• _Given text_
━━━━━━━━━━━━━━━━━━━━━━━━━━━━━━

Skip to content

Calculate total excess storage for a namespace

Tyler Amos requested to merge 255346-total-excess-storage-in-namespace into master

What does this MR do?

In order to enforce the new repository size rules allowing customers to purchase additional storage (as defined in the &4237), we need to be able to calculate the total excess repository size of all the projects in the root namespace. This MR introduces a method, total_repository_size_excess, accomplishes through one query on the namespace.

As an example, here's the method used in a rails console locally, along with the raw query:

[19] pry(main)> root_namespace.total_repository_size_excess
  ApplicationSetting Load (2.0ms)  SELECT "application_settings".* FROM "application_settings" ORDER BY "application_settings"."id" DESC LIMIT $1  [["LIMIT", 1]]
   (6.4ms)  SELECT SUM(("project_statistics"."repository_size" - "projects"."repository_size_limit")) FROM "projects" INNER JOIN routes rs ON rs.source_id = projects.id AND rs.source_type = 'Project' INNER JOIN "project_statistics" ON "project_statistics"."project_id" = "projects"."id" WHERE (rs.path LIKE 'test-group-01/%') AND (projects.repository_size_limit != 0 AND project_statistics.repository_size > projects.repository_size_limit)
   (1.2ms)  SELECT SUM(("project_statistics"."repository_size" - 10485760000)) FROM "projects" INNER JOIN routes rs ON rs.source_id = projects.id AND rs.source_type = 'Project' INNER JOIN "project_statistics" ON "project_statistics"."project_id" = "projects"."id" WHERE (rs.path LIKE 'test-group-01/%') AND (projects.repository_size_limit IS NULL AND project_statistics.repository_size > 10485760000)

Database Review Notes

First query for projects with a set repository limit:

Formatted Query:

SELECT
    SUM(project_statistics.repository_size - projects.repository_size_limit) AS total_excess
FROM
    "projects"
    INNER JOIN routes rs ON rs.source_id = projects.id
        AND rs.source_type = 'Project'
    INNER JOIN "project_statistics" ON "project_statistics"."project_id" = "projects"."id"
WHERE (rs.path LIKE 'gbobject/%')

━━━━━━━━━━━━━━━━━━━━━━━━━━━━━━

• _Short exercise A_
Revise the merge request text by rewriting its passage starting with "Skip to content" and going on through "on the namespace.", with "customers" replaced by "users".
• _Short exercise B_
Proceed with the merge request text on total excess storage, picking up from the point at which it stops.

• _Dataset records on object locations_
━━━━━━━━━━━━━━━━━━━━━━━━━━━━━━

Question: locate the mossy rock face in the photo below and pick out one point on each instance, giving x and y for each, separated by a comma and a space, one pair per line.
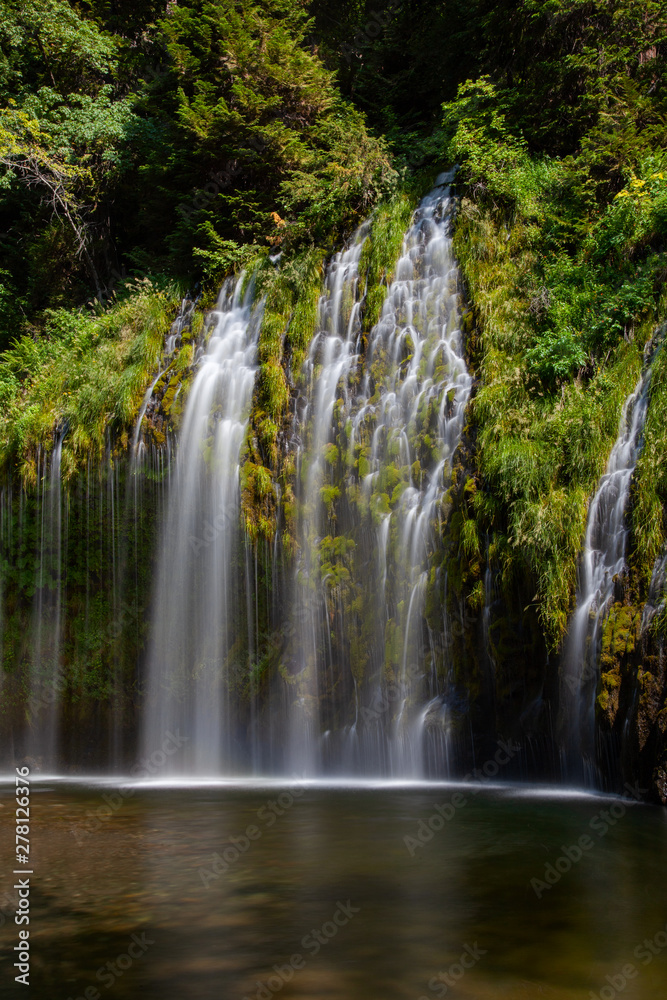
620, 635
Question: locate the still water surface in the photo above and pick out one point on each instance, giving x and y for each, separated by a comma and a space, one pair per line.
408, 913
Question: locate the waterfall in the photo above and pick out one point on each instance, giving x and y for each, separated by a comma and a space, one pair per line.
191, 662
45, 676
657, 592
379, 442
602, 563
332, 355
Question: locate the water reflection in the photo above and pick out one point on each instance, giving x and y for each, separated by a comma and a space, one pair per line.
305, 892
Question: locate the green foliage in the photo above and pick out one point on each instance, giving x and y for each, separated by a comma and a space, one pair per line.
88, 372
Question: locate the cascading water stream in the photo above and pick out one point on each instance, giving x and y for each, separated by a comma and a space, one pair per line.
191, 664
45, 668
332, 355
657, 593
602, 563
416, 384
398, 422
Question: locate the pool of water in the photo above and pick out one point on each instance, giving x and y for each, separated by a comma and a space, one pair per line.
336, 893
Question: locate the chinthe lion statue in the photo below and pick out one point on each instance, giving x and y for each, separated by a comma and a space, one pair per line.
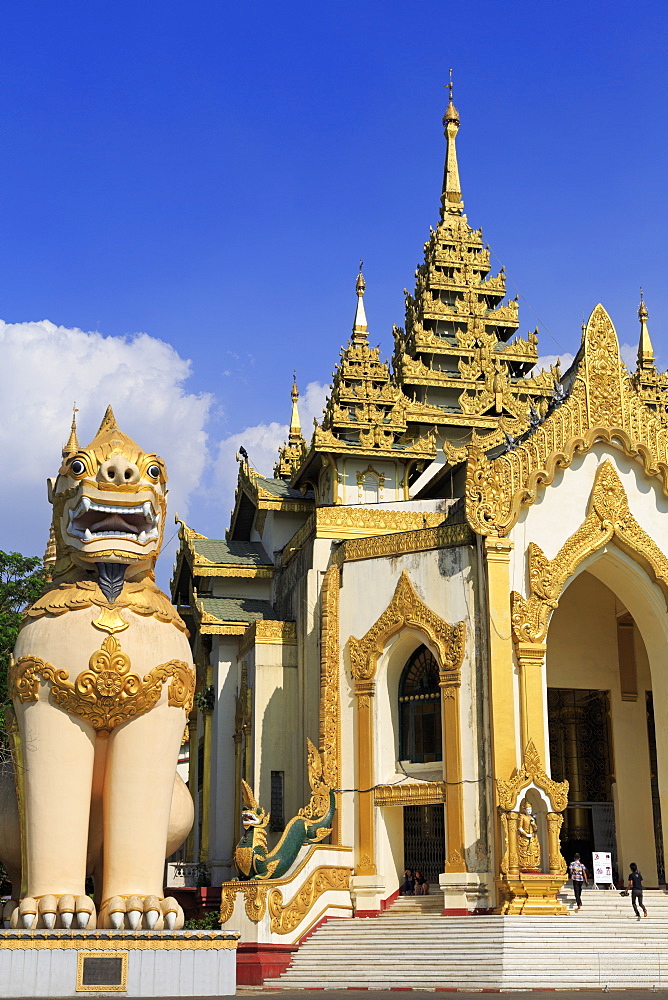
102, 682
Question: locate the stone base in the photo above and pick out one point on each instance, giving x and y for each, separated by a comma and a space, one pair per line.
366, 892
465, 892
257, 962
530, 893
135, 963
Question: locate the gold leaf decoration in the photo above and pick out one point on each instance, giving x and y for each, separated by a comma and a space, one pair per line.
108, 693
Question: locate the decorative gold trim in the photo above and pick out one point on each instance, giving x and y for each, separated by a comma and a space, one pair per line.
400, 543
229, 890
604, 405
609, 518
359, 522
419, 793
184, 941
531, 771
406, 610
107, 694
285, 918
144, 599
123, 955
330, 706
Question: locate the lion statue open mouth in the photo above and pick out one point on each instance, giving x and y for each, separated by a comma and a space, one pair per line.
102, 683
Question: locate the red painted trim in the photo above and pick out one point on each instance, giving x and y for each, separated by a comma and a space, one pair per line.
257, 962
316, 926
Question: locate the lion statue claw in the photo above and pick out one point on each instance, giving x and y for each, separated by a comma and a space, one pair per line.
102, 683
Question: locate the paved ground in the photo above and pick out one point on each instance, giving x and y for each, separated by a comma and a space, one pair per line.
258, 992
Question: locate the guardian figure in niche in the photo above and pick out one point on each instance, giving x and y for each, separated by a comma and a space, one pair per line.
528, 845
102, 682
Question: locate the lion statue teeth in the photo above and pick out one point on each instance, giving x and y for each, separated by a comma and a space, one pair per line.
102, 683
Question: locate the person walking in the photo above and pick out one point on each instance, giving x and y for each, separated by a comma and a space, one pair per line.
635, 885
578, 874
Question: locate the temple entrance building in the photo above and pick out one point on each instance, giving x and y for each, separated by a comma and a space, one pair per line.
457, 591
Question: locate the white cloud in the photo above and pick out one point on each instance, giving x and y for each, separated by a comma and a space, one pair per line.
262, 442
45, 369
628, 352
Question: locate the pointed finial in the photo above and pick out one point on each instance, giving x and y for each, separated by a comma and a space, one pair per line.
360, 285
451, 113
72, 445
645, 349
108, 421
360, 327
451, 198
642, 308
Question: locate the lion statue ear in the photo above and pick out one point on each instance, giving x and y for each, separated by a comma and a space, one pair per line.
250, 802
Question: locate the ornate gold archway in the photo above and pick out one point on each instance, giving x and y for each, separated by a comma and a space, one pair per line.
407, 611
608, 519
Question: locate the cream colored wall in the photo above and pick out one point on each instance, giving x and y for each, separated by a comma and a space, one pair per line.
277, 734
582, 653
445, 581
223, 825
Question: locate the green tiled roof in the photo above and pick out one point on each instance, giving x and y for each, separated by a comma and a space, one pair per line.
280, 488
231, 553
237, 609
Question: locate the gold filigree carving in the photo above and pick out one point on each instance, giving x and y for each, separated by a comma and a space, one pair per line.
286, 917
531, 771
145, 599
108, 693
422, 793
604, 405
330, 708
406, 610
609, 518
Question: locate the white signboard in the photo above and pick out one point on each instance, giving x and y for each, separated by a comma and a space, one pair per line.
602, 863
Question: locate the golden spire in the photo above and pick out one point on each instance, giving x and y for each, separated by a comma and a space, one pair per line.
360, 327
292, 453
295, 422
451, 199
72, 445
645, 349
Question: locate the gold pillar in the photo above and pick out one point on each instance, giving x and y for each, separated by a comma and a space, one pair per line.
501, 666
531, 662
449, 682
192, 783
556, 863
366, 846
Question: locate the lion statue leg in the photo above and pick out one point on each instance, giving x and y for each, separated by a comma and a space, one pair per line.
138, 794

━━━━━━━━━━━━━━━━━━━━━━━━━━━━━━

• _Reply A_
Skip to content

Calculate total excess storage for a namespace

Tyler Amos requested to merge 255346-total-excess-storage-in-namespace into master

What does this MR do?

In order to enforce the new repository size rules allowing users to purchase additional storage (as defined in the &4237), we need to be able to calculate the total excess repository size of all the projects in the root namespace. This MR introduces a method, total_repository_size_excess, accomplishes through one query on the namespace.

• _Reply B_
    AND projects.repository_size_limit != 0 AND project_statistics.repository_size > projects.repository_size_limit

Explain Output: https://explain.depesz.com/s/7ns

Aggregate  (cost=5335.62..5335.63 rows=1 width=32)
  ->  Nested Loop  (cost=1.43..5335.61 rows=1 width=16)
        Join Filter: (project_statistics.repository_size > projects.repository_size_limit)
        ->  Nested Loop  (cost=1.00..5332.16 rows=1 width=16)
              ->  Index Scan using index_routes_on_path_text_pattern_ops on routes rs  (cost=0.56..3.59 rows=1554 width=4)
                    Index Cond: (((path)::text ~>=~ 'gbobject/'::text) AND ((path)::text ~<~ 'gbobject0'::text))
                    Filter: (((path)::text ~~ 'gbobject/% '::text) AND ((source_type)::text = 'Project'::text))
              ->  Index Scan using projects_pkey on projects  (cost=0.43..3.43 rows=1 width=12)
                    Index Cond: (id = rs.source_id)
                    Filter: (repository_size_limit <> 0)
        ->  Index Scan using index_project_statistics_on_project_id on project_statistics  (cost=0.43..3.44 rows=1 width=12)
              Index Cond: (project_id = rs.source_id)

Summary:

First attempt:

Time: 10.580 s
  - planning: 1.480 ms
  - execution: 10.579 s
    - I/O read: 10.438 s
    - I/O write: 0.000 ms

Shared buffers:
  - hits: 30270 (~236.50 MiB) from the buffer pool
  - reads: 9127 (~71.30 MiB) from the OS file cache, including disk I/O
  - dirtied: 186 (~1.50 MiB)
  - writes: 0

Second attempt:

Time: 37.127 ms
  - planning: 1.646 ms
  - execution: 35.481 ms
    - I/O read: 0.000 ms
    - I/O write: 0.000 ms

Shared buffers:
  - hits: 39397 (~307.80 MiB) from the buffer pool
  - reads: 0 from the OS file cache, including disk I/O
  - dirtied: 0
  - writes: 0

Second query for projects that fall back to the namespace repository limit (example with 10 GB):

Formatted Query:

EXPLAIN SELECT
    SUM(project_statistics.repository_size - 10485760000) AS total_excess
FROM
    "projects"
    INNER JOIN routes rs ON rs.source_id = projects.id
        AND rs.source_type = ‘Project’
    INNER JOIN "project_statistics" ON "project_statistics"."project_id" = "projects"."id"
WHERE (rs.path LIKE 'gbobject/% ')
    AND projects.repository_size_limit IS NULL AND project_statistics.repository_size > 10485760000

Explain Output: https://explain.depesz.com/s/4rl3

Aggregate  (cost=150.07..150.08 rows=1 width=32)
  ->  Nested Loop  (cost=24.01..150.06 rows=1 width=8)
        Join Filter: (rs.source_id = projects.id)
        ->  Hash Join  (cost=23.57..146.65 rows=1 width=16)
              Hash Cond: (project_statistics.project_id = rs.source_id)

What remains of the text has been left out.